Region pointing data
+-------+
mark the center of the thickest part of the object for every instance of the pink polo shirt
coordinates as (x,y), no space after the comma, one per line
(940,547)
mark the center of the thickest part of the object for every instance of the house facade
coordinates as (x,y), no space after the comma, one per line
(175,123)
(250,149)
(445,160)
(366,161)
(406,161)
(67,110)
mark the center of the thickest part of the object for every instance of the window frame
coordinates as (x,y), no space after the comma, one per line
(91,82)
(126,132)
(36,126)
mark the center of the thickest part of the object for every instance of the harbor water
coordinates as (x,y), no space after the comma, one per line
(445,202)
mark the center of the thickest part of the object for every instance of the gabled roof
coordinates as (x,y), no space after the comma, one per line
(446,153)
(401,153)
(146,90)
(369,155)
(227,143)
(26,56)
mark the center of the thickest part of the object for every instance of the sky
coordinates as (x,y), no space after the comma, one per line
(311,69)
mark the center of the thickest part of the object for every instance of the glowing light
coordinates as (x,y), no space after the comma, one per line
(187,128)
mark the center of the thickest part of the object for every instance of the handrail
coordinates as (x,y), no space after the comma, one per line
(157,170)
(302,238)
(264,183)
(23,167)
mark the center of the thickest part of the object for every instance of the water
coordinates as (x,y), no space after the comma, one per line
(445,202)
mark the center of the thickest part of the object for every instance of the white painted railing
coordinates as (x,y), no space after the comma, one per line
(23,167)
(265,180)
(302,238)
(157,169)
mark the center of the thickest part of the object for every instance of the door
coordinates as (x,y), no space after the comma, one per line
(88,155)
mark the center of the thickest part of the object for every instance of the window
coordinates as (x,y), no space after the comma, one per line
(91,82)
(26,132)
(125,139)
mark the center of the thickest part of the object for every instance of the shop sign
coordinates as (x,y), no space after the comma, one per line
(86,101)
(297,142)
+-------+
**AIM OF THE TASK**
Consider the entries above and return each line with the string "window".

**RESULT OF THIS TASK**
mark the center of the thickest part of the object for every instance of the window frame
mark the center of the thickest part of the object for every instance of the window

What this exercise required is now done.